__DIRECTION__
Reproduce every item below verbatim, keeping each line unchanged and in its original order.
'''
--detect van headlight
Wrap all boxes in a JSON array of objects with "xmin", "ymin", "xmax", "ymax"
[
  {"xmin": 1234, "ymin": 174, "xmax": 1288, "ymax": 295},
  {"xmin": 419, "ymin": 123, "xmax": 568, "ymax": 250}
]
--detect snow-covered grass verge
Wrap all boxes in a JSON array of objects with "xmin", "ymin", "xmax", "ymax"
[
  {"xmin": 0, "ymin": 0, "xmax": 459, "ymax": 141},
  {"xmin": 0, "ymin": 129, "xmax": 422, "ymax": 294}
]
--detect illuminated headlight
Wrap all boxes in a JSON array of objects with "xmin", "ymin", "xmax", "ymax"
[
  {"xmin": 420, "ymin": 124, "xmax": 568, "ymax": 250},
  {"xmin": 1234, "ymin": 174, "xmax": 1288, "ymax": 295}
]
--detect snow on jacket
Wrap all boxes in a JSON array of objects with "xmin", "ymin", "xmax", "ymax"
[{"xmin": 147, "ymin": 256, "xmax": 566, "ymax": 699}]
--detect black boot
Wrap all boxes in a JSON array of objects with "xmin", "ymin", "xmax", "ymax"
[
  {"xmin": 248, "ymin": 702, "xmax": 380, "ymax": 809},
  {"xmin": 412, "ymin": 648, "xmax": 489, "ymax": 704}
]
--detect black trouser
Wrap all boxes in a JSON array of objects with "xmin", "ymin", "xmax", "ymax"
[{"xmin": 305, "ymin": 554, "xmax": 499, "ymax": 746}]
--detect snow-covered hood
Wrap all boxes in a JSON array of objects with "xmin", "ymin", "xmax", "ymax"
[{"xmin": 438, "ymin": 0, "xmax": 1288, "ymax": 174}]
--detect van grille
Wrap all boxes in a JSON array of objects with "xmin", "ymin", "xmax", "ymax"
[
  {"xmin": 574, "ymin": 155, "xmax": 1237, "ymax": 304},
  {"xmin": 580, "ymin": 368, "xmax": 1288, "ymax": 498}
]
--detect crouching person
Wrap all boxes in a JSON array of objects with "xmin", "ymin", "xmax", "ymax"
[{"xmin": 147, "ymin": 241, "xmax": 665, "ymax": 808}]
'''
__EXERCISE OUTPUT__
--detect van headlight
Wrap all boxes in a JSON array of objects with "xmin", "ymin", "xmax", "ymax"
[
  {"xmin": 1234, "ymin": 174, "xmax": 1288, "ymax": 295},
  {"xmin": 419, "ymin": 123, "xmax": 568, "ymax": 250}
]
--detect snow-covered grass verge
Wrap all boxes in a JSON array of objects with "xmin", "ymin", "xmax", "ymax"
[
  {"xmin": 0, "ymin": 0, "xmax": 459, "ymax": 141},
  {"xmin": 0, "ymin": 129, "xmax": 422, "ymax": 294}
]
--detect illuminated headlight
Wrap all boxes in a JSON array of objects with "xmin", "ymin", "xmax", "ymax"
[
  {"xmin": 420, "ymin": 124, "xmax": 568, "ymax": 250},
  {"xmin": 1234, "ymin": 174, "xmax": 1288, "ymax": 295}
]
--detect snow on jacket
Wrap all boxes in a JSON array of objects with "xmin", "ymin", "xmax", "ymax"
[{"xmin": 147, "ymin": 256, "xmax": 566, "ymax": 699}]
--detect black boot
Wrap all boxes in a JSON array of objects with "xmin", "ymin", "xmax", "ymax"
[
  {"xmin": 248, "ymin": 702, "xmax": 380, "ymax": 809},
  {"xmin": 412, "ymin": 648, "xmax": 489, "ymax": 704}
]
--detect black trouser
Wrap all boxes in a JSON array of objects with "xmin", "ymin", "xmax", "ymax"
[{"xmin": 305, "ymin": 554, "xmax": 499, "ymax": 746}]
--detect snow-covered hood
Wrap all boxes in a JSON array of objects with "xmin", "ymin", "xmax", "ymax"
[{"xmin": 438, "ymin": 0, "xmax": 1288, "ymax": 174}]
--detect van grille
Wrap all boxes in a JSON array of objects with "xmin", "ymin", "xmax", "ymax"
[
  {"xmin": 574, "ymin": 155, "xmax": 1237, "ymax": 304},
  {"xmin": 580, "ymin": 368, "xmax": 1288, "ymax": 498}
]
--detect crouching person
Wrap all boxes in a JSON array of objects with "xmin", "ymin", "xmax", "ymax"
[{"xmin": 147, "ymin": 241, "xmax": 665, "ymax": 808}]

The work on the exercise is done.